WHAT THE TASK ASKS>
Repeat the lines of the data below without any changes, starting at the line that contains "point: red and" and ending at the final line of the data.

[Excerpts of pointing data]

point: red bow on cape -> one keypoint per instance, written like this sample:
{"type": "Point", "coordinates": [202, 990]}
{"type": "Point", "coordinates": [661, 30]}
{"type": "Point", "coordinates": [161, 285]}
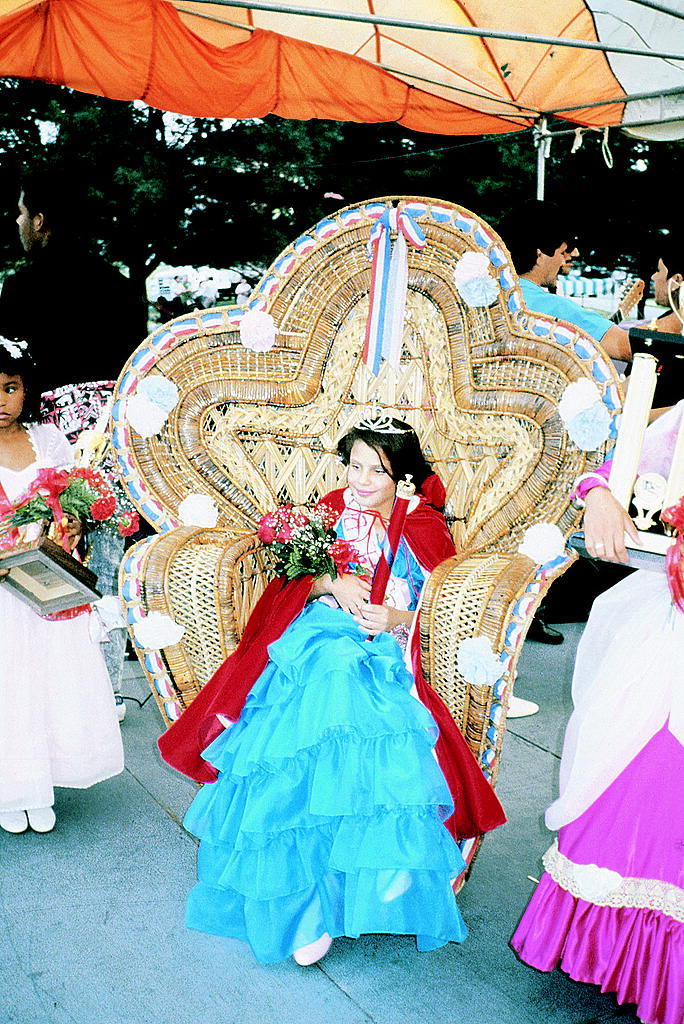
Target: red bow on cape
{"type": "Point", "coordinates": [477, 808]}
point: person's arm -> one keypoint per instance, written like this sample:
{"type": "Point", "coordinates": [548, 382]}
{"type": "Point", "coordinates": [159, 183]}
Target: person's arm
{"type": "Point", "coordinates": [350, 591]}
{"type": "Point", "coordinates": [605, 525]}
{"type": "Point", "coordinates": [382, 617]}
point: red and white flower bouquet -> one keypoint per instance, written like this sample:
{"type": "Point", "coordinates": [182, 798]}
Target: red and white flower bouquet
{"type": "Point", "coordinates": [55, 494]}
{"type": "Point", "coordinates": [304, 543]}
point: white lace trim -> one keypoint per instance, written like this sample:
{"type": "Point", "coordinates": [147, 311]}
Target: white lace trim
{"type": "Point", "coordinates": [605, 888]}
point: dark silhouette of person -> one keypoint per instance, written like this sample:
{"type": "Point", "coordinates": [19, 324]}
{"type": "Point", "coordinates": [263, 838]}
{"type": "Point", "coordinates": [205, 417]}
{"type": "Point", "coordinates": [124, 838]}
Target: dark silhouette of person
{"type": "Point", "coordinates": [81, 316]}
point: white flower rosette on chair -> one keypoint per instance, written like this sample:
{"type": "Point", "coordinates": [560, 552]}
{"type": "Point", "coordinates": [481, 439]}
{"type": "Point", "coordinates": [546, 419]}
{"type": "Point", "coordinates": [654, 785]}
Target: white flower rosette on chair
{"type": "Point", "coordinates": [148, 409]}
{"type": "Point", "coordinates": [585, 416]}
{"type": "Point", "coordinates": [473, 282]}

RESULT OF THE TASK>
point: red and white flower bouquet -> one keypoint per instance, written like this sample:
{"type": "Point", "coordinates": [182, 798]}
Target: red and white flower bouquet
{"type": "Point", "coordinates": [55, 494]}
{"type": "Point", "coordinates": [304, 543]}
point: white lace trim -> one keypoint per instance, written like this sample:
{"type": "Point", "coordinates": [147, 311]}
Target: white lace trim
{"type": "Point", "coordinates": [605, 888]}
point: dark silhouette of person -> one keypoint per instance, written like this sample:
{"type": "Point", "coordinates": [19, 324]}
{"type": "Point", "coordinates": [263, 838]}
{"type": "Point", "coordinates": [205, 417]}
{"type": "Point", "coordinates": [124, 838]}
Target: dark silhouette of person
{"type": "Point", "coordinates": [81, 316]}
point: white flower rosette on chair -> one keypoint per instance, written like this sample:
{"type": "Point", "coordinates": [560, 552]}
{"type": "Point", "coordinates": [481, 439]}
{"type": "Point", "coordinates": [546, 419]}
{"type": "Point", "coordinates": [654, 785]}
Target: white flower rosette on chair
{"type": "Point", "coordinates": [148, 409]}
{"type": "Point", "coordinates": [585, 416]}
{"type": "Point", "coordinates": [473, 282]}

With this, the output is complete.